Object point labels
┌──
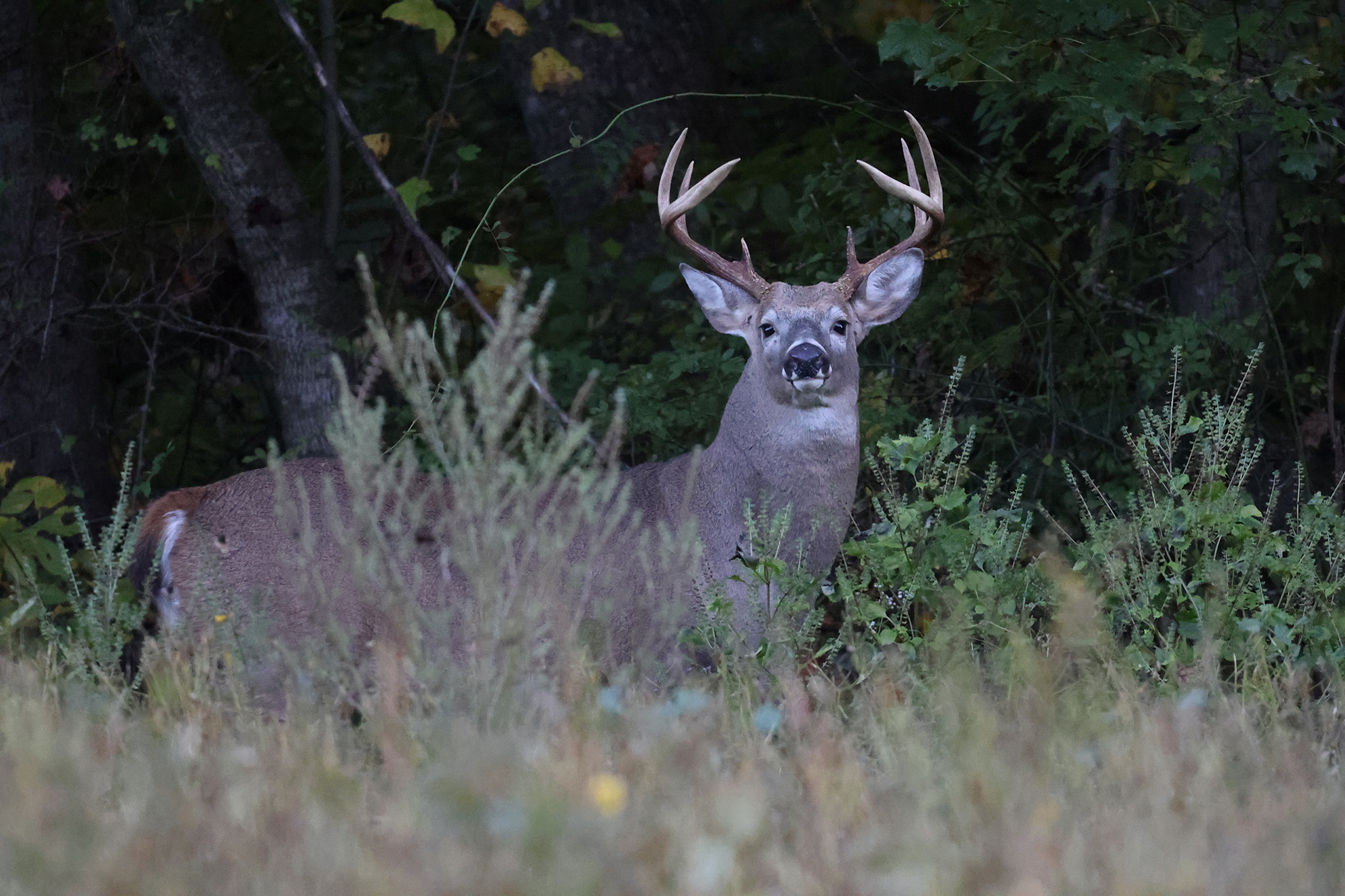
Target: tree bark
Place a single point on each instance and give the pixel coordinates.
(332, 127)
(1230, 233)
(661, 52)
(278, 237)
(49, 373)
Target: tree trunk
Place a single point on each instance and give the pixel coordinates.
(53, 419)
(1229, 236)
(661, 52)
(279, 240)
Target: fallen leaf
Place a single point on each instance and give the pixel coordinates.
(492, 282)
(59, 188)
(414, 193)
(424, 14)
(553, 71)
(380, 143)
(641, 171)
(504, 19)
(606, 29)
└──
┌──
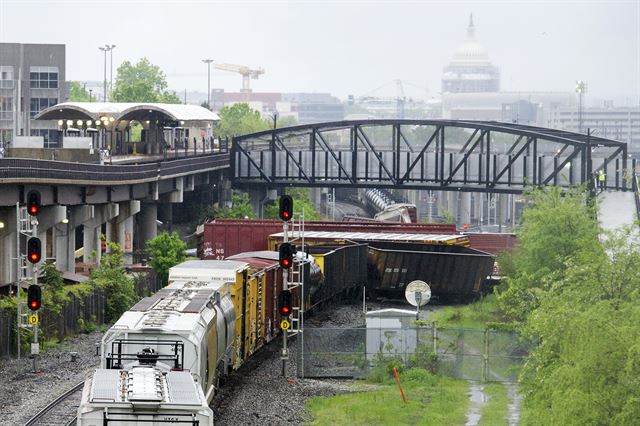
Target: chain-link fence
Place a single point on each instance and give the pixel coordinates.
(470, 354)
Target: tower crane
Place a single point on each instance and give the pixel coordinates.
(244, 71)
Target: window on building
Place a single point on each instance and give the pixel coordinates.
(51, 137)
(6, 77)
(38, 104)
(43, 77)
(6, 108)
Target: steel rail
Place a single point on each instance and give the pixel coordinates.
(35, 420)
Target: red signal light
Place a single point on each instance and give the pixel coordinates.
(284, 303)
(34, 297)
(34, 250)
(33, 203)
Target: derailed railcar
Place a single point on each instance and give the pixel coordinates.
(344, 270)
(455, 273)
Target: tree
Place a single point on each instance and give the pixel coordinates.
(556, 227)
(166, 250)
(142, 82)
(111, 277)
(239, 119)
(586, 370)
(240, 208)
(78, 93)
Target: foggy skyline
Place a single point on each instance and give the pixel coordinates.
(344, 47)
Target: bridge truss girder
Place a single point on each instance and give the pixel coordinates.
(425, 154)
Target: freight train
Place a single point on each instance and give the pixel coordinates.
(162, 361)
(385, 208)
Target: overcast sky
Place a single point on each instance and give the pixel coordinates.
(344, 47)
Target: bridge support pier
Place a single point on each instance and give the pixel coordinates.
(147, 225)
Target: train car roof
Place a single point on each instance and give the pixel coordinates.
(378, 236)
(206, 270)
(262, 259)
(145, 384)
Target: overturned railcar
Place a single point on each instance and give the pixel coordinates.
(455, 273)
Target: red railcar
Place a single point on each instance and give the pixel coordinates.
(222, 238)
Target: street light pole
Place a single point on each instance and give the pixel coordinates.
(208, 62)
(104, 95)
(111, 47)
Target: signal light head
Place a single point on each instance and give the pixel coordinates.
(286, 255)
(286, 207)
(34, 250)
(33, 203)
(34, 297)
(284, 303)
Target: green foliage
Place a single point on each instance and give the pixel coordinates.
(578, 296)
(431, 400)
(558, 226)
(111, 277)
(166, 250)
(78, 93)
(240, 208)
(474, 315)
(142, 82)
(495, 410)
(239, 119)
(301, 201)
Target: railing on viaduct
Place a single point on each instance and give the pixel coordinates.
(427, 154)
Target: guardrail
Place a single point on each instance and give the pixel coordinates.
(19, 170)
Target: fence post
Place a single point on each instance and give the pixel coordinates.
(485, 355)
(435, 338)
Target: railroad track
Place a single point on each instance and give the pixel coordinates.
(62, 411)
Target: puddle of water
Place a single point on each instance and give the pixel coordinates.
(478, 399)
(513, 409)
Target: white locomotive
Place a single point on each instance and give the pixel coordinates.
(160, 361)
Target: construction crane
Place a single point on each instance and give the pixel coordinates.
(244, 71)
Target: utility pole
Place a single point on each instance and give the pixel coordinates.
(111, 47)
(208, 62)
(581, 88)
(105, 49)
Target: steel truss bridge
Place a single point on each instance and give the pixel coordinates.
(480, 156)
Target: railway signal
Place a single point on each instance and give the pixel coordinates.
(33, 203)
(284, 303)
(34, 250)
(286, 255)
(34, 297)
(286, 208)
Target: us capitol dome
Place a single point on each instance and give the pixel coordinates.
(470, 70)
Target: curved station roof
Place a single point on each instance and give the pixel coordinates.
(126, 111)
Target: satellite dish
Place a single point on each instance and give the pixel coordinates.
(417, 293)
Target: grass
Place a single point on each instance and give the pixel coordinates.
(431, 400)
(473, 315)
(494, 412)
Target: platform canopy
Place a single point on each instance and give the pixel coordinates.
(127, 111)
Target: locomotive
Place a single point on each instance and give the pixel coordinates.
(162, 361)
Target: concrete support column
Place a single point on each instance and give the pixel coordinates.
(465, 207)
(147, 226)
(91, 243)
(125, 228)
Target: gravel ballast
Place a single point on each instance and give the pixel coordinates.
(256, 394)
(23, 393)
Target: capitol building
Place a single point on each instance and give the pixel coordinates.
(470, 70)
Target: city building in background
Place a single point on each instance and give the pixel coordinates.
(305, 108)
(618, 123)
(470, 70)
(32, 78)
└──
• [GIVEN TASK]: Report how many lines of the entries above contain the string "bridge", giving only the number.

• [WRITTEN ANSWER]: 3